Task item
Reproduce the post on the lack of women in tech word for word, from its first line to its last.

Excerpted passage
Jackson Fish Market
Posted on July 29, 2010 by hillel on Industry

A Brief Above Average Parenting Moment and the Lack of Women in Tech

I’m one of the lucky few people to have a female co-founder of a tech startup. And I have long known that working with senior women can often be a significantly more valuable experience than the traditional sausage fest. (Yes… I just said “sausage fest”.) It’s not that women are inherently better or worse… it’s that diversity and a balanced set of skills and styles help make teams stronger. Given that tech is still pretty much a boys club, and that in recent years the number of women going into engineering is going in the wrong direction, I’ve often thought about what can be done to fix this problem.

There are all sorts of points at which one could intervene to start correcting this, and when I had a big team at a big company, finding qualified women for leadership positions was the single most effective thing I could do. But now that I’m at a startup maybe there are other things I could do. I know my female co-founder is doing her part by providing incredible leadership both private and public here at JFM.

Dataset entries
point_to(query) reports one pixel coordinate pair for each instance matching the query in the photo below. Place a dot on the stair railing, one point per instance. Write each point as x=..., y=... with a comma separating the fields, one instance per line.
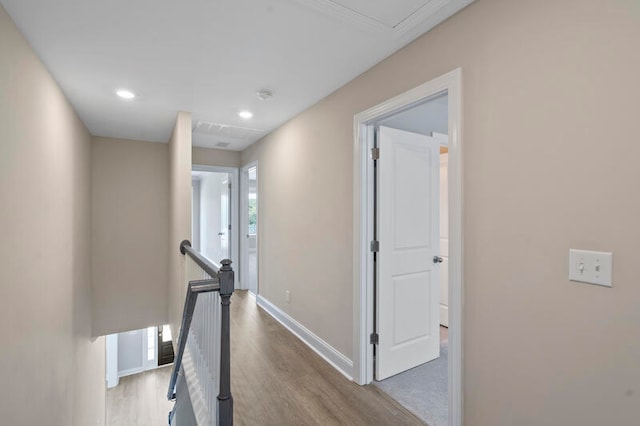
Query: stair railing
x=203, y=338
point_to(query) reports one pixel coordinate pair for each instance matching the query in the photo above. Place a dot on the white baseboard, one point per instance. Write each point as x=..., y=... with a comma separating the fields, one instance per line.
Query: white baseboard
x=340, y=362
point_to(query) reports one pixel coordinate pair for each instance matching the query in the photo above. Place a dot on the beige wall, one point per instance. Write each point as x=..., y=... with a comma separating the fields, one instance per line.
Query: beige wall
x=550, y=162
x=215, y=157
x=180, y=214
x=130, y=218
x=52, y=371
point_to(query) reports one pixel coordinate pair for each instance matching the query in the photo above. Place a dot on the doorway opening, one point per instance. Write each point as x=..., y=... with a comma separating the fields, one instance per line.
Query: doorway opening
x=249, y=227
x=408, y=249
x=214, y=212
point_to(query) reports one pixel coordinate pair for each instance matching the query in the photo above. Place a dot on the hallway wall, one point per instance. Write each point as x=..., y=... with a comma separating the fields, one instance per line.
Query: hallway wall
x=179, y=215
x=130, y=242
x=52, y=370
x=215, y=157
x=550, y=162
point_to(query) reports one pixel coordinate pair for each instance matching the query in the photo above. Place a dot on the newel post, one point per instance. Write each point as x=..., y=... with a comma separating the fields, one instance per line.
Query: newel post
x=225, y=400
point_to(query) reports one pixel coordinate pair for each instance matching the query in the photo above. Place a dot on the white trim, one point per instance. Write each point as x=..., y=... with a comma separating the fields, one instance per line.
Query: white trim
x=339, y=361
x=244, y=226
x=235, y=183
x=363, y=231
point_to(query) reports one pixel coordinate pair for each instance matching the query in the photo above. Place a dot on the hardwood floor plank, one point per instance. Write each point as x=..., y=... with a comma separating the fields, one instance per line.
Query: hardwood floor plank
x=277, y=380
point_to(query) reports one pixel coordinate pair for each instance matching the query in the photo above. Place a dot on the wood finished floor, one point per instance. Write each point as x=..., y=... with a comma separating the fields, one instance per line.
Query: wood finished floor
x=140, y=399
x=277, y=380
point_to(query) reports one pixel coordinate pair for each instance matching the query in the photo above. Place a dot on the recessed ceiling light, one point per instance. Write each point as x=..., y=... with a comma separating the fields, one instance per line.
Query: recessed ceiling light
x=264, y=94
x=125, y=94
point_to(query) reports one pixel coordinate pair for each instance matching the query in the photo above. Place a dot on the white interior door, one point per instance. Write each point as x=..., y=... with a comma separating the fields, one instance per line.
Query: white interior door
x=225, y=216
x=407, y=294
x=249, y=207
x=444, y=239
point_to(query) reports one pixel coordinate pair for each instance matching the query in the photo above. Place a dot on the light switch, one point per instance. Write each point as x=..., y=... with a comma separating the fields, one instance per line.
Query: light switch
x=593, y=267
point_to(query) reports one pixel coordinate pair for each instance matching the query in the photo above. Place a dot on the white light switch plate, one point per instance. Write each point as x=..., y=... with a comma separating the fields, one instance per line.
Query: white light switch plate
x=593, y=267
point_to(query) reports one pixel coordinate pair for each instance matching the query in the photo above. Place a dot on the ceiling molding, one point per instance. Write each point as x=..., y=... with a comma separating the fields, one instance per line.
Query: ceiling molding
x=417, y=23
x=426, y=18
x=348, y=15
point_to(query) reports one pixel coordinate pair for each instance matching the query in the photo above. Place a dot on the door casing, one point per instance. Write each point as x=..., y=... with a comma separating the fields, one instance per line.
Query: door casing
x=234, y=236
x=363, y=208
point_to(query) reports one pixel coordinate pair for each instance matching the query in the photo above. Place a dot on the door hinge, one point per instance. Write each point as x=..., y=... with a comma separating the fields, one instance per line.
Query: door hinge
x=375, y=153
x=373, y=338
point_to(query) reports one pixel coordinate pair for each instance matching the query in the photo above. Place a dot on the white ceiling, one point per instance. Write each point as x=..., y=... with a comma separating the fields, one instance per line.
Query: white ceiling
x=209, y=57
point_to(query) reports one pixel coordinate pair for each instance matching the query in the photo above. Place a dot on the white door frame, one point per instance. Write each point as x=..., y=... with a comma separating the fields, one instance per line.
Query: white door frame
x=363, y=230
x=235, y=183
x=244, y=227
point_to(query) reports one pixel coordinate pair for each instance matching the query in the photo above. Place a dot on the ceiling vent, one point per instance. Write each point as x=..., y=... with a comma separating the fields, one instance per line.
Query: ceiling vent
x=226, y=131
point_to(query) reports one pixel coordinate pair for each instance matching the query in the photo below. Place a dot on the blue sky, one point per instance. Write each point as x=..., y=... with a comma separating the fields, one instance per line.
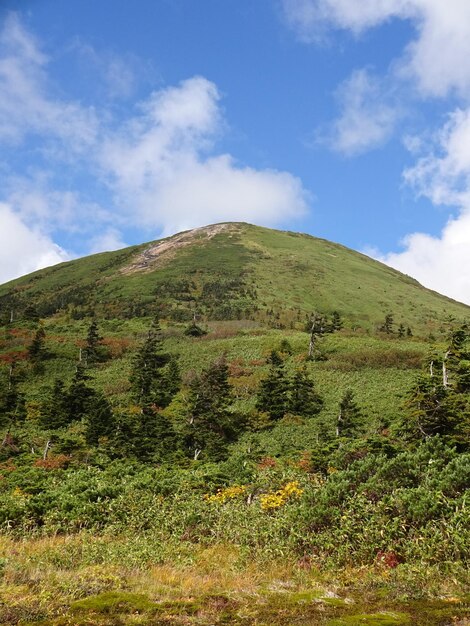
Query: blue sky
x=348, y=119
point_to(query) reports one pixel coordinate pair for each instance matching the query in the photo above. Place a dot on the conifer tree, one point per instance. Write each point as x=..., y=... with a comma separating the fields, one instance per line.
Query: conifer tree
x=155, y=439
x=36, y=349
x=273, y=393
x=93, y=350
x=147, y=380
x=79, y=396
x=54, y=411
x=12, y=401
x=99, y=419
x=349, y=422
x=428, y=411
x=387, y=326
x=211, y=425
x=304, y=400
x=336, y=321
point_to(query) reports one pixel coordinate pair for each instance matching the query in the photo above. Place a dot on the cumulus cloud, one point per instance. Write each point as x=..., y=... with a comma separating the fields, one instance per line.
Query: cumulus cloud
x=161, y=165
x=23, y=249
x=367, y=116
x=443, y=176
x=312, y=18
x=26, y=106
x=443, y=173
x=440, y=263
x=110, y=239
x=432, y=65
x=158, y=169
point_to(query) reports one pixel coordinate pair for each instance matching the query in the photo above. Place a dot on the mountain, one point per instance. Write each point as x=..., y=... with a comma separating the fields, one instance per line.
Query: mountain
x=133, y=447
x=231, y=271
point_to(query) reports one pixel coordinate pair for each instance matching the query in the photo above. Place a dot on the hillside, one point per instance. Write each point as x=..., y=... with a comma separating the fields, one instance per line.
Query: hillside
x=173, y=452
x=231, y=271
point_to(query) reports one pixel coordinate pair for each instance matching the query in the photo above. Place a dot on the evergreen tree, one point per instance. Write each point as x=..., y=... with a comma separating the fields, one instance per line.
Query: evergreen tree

Exercise output
Jackson Fish Market
Posted on July 29, 2010 by hillel on Industry

A Brief Above Average Parenting Moment and the Lack of Women in Tech

I’m one of the lucky few people to have a female co-founder of a tech startup. And I have long known that working with senior women can often be a significantly more valuable experience than the traditional sausage fest. (Yes… I just said “sausage fest”.) It’s not that women are inherently better or worse… it’s that diversity and a balanced set of skills and styles help make teams stronger. Given that tech is still pretty much a boys club, and that in recent years the number of women going into engineering is going in the wrong direction, I’ve often thought about what can be done to fix this problem.

There are all sorts of points at which one could intervene to start correcting this, and when I had a big team at a big company, finding qualified women for leadership positions was the single most effective thing I could do. But now that I’m at a startup maybe there are other things I could do. I know my female co-founder is doing her part by providing incredible leadership both private and public here at JFM.